• **Prompt 1**
In the records, retype the lines exactly, beginning at the line that contains "between leaves. For each occurrence, report its box." and stopping after the line that contains "[462,218,850,551]".

• **Extract**
****

In many cases, the owner does not want to wait to take over the plant (in the sense of having control) only after the plant is tested, commissioned, performance-tested and ready for start-up. Often the owner will in fact be an experienced operator of the plant. It will therefore want its own people operating the plant as soon as it is able. In the energy sector, it will want to start selling electricity as soon as it is being generated following commissioning, but often prior to performance testing.
At this point the plant will simply be at the stage of testing and commissioning. The project will not yet have reached final completion and passed its performance tests.
How does the FIDIC Silver Book address the issue? The short answer is that it does not. The Silver Book simply moves through the stages whereby the plant is first engineered or designed (clause 5, Design), to how it is to be constructed (clause 7, Plant, Materials and Workmanship, and clause 8, Commencement, Delays and Suspension), then on to what would normally be mechanical completion (clause 9, Tests on Completion). It then deals with the process of handover to the owner (clause 10, Employer’s Taking Over). Following this, the FIDIC Silver Book provides an option for further testing (clause 12, Tests after Completion).
The FIDIC Silver Book does not deal explicitly with the issue commonly encountered on many large projects: the need for provisions to reflect the pre-completion control required by the owner. The testing and commissioning of plant is always a risky enterprise: vessels and pipework are pressurised and ‘hot’ testing may be implemented. This is an important issue, because control brings with it responsibility and risk. This has contractual implications (eg possible triggering of warranty or defects liability provisions), as well as impacting on insurance coverage (signalling, potentially, the end of the contractor’s All Risk cover and the commencement of the Operational or Business Interruption cover). This is another area where it is suggested that owners do not get what they want (absent amended provisions to deal with the issue).

****

• **Information provided**
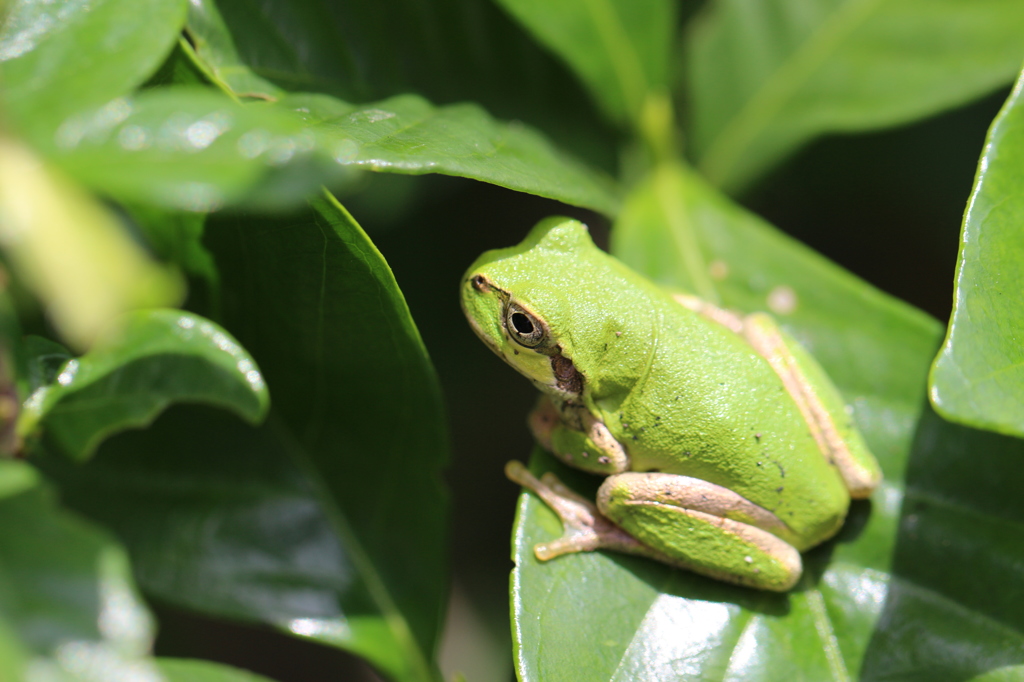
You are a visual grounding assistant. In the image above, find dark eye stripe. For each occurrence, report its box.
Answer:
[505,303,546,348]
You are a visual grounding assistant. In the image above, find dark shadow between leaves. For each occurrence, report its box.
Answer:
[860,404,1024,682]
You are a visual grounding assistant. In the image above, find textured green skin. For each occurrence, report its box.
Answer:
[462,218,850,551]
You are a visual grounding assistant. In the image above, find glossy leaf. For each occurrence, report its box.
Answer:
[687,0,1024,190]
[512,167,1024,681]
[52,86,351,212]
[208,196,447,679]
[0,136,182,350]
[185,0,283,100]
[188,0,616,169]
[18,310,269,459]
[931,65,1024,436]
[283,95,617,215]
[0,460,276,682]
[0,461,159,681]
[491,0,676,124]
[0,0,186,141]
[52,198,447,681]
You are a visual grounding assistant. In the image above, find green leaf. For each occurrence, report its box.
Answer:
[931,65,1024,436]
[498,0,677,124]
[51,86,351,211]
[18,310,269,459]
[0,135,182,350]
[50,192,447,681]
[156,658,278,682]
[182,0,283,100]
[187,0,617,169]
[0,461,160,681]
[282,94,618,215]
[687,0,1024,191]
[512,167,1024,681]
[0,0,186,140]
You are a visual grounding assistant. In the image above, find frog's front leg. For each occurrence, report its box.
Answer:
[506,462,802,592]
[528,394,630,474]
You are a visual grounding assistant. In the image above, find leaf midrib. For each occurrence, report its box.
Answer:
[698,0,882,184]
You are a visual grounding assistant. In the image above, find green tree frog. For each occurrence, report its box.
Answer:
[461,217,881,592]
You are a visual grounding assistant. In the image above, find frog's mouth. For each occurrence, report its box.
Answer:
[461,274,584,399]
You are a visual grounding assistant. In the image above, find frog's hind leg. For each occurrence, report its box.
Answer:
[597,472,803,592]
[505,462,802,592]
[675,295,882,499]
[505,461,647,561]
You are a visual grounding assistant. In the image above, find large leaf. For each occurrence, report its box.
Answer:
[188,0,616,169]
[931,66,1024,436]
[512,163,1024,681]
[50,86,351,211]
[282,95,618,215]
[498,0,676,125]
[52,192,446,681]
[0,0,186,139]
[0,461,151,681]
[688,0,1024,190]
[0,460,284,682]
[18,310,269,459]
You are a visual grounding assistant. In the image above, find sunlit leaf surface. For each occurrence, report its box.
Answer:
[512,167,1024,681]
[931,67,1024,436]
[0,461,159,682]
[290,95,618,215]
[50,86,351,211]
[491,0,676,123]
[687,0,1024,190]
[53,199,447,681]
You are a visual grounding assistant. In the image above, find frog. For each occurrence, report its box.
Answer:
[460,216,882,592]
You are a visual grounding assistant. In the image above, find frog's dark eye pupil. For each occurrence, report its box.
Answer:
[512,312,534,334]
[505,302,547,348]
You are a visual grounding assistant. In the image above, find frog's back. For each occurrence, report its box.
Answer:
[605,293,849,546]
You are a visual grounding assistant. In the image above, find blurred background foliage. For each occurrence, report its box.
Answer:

****

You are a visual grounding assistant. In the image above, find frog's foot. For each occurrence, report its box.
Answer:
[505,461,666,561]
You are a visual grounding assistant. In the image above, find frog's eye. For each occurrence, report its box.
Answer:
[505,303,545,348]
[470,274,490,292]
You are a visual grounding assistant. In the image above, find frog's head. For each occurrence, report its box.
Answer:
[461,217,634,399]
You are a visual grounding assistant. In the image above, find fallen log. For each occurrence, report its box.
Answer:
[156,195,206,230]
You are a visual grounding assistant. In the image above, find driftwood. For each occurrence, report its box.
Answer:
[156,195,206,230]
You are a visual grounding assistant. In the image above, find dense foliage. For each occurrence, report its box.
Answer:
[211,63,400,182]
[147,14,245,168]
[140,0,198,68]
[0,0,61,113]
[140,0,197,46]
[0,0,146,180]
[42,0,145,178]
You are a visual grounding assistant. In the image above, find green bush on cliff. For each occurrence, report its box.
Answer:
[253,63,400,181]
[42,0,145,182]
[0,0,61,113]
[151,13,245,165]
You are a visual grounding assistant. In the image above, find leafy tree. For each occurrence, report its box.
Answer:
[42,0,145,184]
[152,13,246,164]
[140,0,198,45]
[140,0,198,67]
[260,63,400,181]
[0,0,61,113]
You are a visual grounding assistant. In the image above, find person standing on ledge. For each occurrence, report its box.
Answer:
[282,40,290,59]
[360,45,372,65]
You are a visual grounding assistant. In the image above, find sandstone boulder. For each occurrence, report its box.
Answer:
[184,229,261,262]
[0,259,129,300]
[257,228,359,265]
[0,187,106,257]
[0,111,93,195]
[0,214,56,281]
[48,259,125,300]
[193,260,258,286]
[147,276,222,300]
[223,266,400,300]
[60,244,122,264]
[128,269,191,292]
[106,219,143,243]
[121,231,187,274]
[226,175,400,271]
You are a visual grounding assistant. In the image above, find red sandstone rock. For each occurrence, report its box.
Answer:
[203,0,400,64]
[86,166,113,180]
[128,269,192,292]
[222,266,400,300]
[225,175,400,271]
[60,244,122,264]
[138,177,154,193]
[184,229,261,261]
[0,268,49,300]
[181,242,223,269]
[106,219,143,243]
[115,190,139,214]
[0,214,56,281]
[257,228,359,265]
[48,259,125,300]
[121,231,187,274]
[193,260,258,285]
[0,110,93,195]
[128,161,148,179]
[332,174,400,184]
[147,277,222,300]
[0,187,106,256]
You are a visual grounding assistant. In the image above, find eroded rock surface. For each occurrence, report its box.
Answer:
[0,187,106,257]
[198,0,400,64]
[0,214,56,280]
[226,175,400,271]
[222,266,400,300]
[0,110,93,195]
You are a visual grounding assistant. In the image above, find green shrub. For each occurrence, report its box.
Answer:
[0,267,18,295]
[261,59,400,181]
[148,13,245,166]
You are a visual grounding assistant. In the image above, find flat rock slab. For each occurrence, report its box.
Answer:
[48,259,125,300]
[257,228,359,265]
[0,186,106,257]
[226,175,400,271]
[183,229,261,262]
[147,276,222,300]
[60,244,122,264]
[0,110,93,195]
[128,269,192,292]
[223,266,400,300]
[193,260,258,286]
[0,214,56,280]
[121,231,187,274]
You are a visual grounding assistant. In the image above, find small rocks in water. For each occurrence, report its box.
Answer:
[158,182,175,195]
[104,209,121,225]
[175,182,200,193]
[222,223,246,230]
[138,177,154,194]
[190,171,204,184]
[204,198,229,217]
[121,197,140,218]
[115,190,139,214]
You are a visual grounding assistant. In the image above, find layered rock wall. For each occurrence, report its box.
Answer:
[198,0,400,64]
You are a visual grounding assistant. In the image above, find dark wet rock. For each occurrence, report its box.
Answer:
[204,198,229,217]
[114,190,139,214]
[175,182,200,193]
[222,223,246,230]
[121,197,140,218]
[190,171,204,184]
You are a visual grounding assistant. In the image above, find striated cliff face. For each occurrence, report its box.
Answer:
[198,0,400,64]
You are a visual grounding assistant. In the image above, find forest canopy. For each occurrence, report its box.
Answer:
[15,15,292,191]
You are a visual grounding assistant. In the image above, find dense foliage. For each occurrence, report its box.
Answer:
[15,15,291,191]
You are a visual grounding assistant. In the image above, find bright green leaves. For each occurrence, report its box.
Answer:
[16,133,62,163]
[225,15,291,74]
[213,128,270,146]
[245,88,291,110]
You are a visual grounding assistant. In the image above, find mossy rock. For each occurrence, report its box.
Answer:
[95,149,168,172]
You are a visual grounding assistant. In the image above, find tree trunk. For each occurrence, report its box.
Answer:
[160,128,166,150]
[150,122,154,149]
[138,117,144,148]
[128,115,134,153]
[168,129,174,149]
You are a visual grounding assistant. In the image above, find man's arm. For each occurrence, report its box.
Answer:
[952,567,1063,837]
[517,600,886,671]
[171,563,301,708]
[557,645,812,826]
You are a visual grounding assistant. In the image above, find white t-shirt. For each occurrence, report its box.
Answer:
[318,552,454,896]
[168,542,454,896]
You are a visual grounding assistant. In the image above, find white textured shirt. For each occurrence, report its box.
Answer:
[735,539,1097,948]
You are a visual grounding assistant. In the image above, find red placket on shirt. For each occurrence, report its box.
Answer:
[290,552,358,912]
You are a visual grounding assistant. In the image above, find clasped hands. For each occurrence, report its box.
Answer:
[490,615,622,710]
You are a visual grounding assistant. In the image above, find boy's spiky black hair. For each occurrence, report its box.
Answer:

****

• **Prompt 2**
In the passage on the FIDIC Silver Book, which clause covers Tests after Completion?

• **Task solution 1**
You are a visual grounding assistant. In the image above, find dark shadow between leaves. For each occurrence, report its box.
Answer:
[860,404,1024,682]
You are a visual grounding assistant. In the image above, find textured green skin. For each occurrence, report its box.
Answer:
[462,218,850,551]

• **Task solution 2**
Clause 12.